**Excerpted text:**
▬▬▬

The Lakeland Airport (ARV), located about 3 miles northwest of Woodruff, Wisconsin, was served by two runways: 18/36 (5,150 feet by 100 feet, asphalt); and 10/28 (3,602 feet by 75 feet, asphalt). The airport elevation was 1,630 feet msl. Runway 18 was equipped with runway lighting and a four-box visual approach indicator. There were two Notices to Airman active for ARV; the runway 28 precision approach path indiator (PAPI) was out of service, and the distance measuring equipment (DME) for the instrument landing system (ILS) runway 36 approach was out of service.
WRECKAGE AND IMPACT INFORMATION
The airplane wreckage was located in the Trout River, about 6 miles north of the intended destination. All airframe structural components and flight control surfaces were accounted for at the accident site. All observed structural component failures were consistent with overstress separation. Flight control continuity could not be established between the individual flight control surfaces and their respective cockpit controls due to damage. However, all observed flight control cable separations were consistent with overstress or were cut to facilitate wreckage recovery. The forward fuselage and cockpit were fragmented. The right wing remained connected to the main cabin. It exhibited leading edge crushing and main spar deflection outboard of the engine nacelle. The right aileron had separated from the wing and was fragmented. The right landing gear was observed in an extended position. The left wing had separated at the wing root and was fragmented outboard of the engine nacelle. The left aileron had separated from the wing and was fragmented. The empennage control surfaces remained attached the vertical stabilizer, which remained attached to the aft fuselage. The throttle, propeller, mixture, and carburetor heat control positions could not be determined because of impact damage.

▬▬▬

(Dataset records)
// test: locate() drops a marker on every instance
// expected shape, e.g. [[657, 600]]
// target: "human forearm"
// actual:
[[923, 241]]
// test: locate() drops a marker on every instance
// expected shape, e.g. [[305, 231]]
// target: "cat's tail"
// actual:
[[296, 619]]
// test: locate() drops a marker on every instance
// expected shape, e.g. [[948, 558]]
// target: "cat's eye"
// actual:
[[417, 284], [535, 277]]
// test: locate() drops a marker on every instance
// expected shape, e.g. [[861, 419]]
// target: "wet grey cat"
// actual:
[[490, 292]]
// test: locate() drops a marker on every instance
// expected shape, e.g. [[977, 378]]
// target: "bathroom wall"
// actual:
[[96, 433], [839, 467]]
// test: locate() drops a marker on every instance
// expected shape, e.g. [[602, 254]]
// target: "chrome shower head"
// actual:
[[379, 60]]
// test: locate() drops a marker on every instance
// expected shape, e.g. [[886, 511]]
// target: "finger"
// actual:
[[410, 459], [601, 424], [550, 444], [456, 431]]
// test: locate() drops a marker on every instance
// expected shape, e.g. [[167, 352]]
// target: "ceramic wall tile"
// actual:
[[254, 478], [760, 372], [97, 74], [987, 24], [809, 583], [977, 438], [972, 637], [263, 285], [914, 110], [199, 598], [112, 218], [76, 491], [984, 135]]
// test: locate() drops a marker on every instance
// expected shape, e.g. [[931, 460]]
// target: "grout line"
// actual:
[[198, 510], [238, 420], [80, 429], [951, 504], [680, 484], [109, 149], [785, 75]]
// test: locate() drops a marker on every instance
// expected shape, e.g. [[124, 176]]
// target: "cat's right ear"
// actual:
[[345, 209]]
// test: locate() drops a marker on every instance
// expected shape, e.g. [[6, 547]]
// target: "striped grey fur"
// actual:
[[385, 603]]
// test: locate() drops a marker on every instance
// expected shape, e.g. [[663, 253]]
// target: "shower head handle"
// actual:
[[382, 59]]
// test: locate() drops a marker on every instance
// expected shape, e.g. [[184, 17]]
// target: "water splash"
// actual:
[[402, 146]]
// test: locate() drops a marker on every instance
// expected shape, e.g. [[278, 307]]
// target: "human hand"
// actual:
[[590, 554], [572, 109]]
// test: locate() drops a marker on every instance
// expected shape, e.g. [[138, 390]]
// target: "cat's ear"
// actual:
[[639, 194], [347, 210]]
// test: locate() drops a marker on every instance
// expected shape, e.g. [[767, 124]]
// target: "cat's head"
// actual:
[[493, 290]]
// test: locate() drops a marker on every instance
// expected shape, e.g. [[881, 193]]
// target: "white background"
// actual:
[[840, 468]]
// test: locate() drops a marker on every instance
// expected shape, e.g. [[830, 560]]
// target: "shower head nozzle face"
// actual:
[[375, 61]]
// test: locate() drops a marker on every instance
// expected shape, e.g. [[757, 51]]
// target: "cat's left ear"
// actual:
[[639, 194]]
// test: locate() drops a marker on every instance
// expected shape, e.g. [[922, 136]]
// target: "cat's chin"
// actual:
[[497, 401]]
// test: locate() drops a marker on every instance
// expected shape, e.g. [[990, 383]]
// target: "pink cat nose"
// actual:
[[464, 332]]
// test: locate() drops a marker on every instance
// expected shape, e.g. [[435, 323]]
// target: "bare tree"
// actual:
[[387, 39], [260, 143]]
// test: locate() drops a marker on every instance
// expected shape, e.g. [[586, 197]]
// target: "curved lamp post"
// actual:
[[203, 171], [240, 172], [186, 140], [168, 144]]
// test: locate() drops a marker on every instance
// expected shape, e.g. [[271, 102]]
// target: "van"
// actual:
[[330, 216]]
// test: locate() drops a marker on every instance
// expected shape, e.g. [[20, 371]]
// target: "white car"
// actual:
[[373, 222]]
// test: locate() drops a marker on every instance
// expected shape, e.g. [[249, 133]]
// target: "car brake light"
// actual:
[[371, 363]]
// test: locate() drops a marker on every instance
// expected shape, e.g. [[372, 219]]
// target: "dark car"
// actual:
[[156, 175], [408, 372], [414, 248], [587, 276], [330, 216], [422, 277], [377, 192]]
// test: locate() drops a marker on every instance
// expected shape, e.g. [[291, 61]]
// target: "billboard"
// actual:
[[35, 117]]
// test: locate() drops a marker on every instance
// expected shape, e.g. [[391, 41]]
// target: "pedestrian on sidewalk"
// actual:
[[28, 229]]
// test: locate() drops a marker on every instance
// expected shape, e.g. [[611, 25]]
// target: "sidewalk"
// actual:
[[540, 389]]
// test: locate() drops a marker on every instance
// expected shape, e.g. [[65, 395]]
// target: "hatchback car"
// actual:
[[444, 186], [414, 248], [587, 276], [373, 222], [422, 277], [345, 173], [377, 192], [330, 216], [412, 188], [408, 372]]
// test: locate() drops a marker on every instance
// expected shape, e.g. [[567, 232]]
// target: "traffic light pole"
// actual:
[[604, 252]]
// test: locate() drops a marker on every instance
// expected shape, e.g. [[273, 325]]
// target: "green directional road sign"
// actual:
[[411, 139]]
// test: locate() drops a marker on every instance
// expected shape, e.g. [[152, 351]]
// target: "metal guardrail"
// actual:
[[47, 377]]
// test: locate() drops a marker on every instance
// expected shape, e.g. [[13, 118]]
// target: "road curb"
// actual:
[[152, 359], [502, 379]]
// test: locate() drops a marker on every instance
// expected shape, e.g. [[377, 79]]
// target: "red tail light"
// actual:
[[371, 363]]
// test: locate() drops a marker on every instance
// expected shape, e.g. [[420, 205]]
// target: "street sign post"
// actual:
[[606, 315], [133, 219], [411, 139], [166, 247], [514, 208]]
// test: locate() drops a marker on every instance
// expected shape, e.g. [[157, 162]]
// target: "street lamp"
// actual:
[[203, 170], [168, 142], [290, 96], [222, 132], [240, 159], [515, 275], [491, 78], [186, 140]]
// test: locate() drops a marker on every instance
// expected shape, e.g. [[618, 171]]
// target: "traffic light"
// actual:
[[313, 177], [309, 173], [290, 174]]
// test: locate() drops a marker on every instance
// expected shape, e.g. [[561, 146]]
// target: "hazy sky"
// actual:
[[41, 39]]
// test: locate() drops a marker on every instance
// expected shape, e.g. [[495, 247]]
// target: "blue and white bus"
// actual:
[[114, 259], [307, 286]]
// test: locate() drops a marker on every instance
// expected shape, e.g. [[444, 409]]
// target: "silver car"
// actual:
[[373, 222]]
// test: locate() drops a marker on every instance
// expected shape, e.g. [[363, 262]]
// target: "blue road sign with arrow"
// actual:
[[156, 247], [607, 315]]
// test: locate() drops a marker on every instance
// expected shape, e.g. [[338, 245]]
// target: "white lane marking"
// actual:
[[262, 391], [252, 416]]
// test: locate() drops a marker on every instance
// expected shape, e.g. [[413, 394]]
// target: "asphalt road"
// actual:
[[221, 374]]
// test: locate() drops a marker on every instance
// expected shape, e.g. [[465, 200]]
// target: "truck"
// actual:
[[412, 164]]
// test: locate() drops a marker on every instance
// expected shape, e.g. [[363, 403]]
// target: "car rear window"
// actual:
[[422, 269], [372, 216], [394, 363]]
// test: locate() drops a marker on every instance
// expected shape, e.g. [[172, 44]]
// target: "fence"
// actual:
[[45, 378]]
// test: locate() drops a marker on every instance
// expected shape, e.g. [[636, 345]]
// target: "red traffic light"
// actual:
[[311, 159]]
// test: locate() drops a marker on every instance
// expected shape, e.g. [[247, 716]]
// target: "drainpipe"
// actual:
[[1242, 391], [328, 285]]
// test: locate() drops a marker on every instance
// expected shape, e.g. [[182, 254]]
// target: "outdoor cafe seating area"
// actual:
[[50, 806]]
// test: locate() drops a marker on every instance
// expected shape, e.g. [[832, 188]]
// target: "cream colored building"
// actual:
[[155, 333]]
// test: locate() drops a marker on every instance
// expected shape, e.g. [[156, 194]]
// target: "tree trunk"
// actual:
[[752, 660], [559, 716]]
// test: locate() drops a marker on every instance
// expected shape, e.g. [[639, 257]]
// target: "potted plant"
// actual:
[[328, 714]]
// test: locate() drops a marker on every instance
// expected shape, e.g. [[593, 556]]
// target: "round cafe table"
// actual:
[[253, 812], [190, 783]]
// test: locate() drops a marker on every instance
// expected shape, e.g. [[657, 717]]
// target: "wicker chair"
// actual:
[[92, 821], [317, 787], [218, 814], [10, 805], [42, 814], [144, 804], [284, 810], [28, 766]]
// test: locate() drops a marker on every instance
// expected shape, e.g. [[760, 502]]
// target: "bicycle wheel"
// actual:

▬▬▬

**What to produce:** Rewrite the stretch of the Lakeland Airport and wreckage excerpt from "The Lakeland Airport" through "out of service.", putting "concrete" in place of "asphalt".

**Written answer:**
The Lakeland Airport (ARV), located about 3 miles northwest of Woodruff, Wisconsin, was served by two runways: 18/36 (5,150 feet by 100 feet, concrete); and 10/28 (3,602 feet by 75 feet, concrete). The airport elevation was 1,630 feet msl. Runway 18 was equipped with runway lighting and a four-box visual approach indicator. There were two Notices to Airman active for ARV; the runway 28 precision approach path indiator (PAPI) was out of service, and the distance measuring equipment (DME) for the instrument landing system (ILS) runway 36 approach was out of service.